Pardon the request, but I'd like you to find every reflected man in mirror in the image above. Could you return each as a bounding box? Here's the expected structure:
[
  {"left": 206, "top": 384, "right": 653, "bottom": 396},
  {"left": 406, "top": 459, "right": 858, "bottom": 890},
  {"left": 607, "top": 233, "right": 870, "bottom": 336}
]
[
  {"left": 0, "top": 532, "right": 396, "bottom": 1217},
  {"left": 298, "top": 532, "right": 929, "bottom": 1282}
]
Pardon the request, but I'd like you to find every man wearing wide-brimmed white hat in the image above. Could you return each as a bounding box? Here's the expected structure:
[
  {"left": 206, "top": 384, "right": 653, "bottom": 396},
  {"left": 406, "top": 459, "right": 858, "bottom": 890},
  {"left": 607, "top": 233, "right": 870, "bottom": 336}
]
------
WORK TO BE COMPLETED> Search the listing for the word "Pardon". Copy every line in which it occurs.

SOLUTION>
Pardon the request, but I'd like you to find every reflected man in mirror in the image above. Could you return each as a bounding box? Here's the expected structure:
Pardon the request, but I'd like you to find every man wearing wide-brimmed white hat in the image above. Could you return each as a bounding box? Here's the expected structure:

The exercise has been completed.